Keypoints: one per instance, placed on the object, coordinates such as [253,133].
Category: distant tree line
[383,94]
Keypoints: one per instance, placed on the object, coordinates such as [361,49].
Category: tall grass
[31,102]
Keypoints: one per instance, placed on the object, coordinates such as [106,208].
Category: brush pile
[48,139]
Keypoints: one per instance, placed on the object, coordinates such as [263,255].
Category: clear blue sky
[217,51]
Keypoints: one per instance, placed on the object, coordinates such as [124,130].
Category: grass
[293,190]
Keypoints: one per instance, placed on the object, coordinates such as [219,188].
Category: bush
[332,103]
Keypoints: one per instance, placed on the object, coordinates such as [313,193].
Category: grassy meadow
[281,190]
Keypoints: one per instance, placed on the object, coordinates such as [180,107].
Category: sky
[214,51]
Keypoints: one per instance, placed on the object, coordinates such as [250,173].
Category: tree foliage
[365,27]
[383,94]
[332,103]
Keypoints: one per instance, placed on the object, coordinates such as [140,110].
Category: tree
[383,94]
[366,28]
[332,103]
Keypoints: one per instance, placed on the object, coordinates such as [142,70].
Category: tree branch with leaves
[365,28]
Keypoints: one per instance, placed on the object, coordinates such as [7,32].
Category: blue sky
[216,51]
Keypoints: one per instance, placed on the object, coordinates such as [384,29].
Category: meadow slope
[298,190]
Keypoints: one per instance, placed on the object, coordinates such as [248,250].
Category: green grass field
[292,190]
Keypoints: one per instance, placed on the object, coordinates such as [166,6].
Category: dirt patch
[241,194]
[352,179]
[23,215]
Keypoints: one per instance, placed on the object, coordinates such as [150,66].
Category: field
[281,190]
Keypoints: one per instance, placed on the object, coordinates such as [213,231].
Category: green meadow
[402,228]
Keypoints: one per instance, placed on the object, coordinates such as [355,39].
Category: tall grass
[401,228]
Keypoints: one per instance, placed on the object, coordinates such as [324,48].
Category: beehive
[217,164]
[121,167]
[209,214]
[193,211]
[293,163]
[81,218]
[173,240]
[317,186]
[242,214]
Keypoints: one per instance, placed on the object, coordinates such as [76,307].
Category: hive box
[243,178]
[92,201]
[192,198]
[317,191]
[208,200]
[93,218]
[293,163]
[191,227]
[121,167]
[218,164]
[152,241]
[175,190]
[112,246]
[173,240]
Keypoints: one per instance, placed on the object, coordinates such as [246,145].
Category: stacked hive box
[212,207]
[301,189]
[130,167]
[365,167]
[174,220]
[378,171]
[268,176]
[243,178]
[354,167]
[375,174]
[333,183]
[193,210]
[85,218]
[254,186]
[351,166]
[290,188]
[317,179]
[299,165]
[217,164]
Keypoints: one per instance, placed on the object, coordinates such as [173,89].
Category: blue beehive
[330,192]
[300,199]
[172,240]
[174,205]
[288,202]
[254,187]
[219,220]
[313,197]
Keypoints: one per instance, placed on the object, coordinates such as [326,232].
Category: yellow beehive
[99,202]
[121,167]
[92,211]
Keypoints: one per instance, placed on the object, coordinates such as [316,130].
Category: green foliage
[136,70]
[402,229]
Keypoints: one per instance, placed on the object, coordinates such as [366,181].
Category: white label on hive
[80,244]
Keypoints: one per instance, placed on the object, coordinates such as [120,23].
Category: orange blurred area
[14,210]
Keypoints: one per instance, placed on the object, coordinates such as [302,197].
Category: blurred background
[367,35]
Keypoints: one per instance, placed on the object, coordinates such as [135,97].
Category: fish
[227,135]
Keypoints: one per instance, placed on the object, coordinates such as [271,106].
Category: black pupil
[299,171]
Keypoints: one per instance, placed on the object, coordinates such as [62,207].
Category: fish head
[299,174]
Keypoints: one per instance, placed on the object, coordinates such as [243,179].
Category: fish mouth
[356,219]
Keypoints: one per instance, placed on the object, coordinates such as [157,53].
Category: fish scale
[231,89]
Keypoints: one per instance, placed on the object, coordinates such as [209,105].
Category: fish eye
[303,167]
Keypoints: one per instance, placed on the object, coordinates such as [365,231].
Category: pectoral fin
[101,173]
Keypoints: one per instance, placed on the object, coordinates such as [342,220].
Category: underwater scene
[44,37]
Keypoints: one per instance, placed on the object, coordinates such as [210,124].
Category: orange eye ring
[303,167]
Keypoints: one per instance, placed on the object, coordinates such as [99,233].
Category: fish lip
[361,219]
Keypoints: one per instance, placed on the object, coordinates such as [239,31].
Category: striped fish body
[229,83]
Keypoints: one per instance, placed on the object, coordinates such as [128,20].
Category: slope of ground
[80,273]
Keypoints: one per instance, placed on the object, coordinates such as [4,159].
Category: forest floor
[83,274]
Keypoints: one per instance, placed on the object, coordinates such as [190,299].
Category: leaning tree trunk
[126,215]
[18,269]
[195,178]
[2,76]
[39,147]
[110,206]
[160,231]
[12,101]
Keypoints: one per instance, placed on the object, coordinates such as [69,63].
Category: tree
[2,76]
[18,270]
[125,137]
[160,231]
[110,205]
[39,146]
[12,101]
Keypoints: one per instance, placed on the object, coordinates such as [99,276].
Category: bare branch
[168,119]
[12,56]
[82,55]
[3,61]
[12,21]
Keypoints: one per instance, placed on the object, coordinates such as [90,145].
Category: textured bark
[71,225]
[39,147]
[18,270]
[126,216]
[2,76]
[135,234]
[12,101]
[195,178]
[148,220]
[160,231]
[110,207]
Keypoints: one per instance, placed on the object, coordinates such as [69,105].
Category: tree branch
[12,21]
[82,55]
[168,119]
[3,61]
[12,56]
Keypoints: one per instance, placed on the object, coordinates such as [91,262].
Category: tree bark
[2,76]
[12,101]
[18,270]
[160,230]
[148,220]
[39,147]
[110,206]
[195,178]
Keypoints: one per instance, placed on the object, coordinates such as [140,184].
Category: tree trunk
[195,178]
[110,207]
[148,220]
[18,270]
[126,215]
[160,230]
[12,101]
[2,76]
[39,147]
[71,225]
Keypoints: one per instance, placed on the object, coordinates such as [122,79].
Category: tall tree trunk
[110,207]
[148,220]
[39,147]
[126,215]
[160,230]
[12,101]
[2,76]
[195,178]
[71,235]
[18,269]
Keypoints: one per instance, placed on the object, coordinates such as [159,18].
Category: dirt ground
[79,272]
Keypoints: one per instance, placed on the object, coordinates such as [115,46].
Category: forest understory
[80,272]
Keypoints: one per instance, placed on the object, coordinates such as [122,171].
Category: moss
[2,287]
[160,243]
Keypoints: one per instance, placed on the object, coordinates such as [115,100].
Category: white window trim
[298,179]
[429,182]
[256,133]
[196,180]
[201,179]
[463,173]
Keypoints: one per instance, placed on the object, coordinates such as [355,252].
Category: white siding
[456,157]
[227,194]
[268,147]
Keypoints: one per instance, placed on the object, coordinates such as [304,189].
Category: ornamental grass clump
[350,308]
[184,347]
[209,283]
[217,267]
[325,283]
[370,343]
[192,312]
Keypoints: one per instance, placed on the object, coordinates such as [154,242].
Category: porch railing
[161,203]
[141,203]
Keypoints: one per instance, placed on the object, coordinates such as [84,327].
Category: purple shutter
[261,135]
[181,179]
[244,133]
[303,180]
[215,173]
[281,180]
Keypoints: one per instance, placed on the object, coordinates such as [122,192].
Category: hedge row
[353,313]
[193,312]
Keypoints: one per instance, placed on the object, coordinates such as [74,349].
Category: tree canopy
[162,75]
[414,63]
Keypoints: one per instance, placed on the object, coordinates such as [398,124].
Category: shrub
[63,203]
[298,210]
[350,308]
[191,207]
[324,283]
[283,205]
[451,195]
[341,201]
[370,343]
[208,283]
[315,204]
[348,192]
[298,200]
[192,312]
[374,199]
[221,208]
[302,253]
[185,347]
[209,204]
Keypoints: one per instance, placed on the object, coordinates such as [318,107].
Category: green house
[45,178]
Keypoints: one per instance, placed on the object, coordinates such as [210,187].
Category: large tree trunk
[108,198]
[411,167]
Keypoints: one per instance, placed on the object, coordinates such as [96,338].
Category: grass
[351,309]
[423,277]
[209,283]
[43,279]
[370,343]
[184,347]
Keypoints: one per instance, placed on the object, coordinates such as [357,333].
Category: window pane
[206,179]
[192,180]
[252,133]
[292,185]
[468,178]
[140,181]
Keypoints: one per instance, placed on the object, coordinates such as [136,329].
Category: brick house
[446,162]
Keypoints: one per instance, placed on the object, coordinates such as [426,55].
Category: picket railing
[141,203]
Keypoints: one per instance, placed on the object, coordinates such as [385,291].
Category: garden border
---
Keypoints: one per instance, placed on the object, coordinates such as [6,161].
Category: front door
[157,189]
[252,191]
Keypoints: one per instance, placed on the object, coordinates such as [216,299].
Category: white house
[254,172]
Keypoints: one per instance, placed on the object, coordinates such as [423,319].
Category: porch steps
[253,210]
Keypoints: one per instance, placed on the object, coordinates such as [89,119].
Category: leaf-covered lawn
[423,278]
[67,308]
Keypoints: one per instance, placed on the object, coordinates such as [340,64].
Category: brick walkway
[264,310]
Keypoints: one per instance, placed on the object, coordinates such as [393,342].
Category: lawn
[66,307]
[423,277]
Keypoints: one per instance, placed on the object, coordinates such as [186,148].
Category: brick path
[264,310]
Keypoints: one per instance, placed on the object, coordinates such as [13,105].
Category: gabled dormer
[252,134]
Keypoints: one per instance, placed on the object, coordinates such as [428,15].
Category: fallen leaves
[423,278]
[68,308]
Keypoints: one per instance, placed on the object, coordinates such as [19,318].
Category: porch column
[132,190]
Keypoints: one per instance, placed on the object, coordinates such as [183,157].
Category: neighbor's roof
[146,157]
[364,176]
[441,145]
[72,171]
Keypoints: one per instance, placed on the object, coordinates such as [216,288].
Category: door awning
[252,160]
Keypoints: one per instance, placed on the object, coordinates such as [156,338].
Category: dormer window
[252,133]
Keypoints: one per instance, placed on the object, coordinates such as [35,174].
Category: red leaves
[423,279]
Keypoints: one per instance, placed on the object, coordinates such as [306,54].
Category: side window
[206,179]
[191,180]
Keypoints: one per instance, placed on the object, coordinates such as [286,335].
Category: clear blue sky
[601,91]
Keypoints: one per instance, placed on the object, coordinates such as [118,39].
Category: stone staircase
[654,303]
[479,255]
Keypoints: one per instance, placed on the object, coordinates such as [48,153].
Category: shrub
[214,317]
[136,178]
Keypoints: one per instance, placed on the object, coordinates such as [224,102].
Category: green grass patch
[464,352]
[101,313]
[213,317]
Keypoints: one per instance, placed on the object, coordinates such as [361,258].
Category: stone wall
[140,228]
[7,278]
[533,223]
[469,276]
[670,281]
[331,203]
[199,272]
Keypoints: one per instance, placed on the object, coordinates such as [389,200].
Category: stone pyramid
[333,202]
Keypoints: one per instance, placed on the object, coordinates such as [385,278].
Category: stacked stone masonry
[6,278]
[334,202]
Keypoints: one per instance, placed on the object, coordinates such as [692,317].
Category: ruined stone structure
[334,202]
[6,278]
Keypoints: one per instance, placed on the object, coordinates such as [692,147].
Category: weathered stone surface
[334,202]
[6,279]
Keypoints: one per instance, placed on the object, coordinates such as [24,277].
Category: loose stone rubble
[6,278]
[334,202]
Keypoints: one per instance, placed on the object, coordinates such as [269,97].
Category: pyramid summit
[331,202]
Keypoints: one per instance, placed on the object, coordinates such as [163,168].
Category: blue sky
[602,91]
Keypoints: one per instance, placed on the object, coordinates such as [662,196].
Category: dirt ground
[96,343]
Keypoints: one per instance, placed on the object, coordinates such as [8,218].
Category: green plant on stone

- _WHAT THE TASK REQUIRES_
Within the material above, copy exactly the lines from the line that holds "Category: window pane" up to and including the line that holds "such as [426,55].".

- _REPLY_
Category: window pane
[206,179]
[192,180]
[252,133]
[292,185]
[468,178]
[140,181]
Keypoints: one per instance, placed on the object, coordinates such as [136,329].
Category: brick house
[446,162]
Keypoints: one per instance, placed on the object, coordinates such as [426,55].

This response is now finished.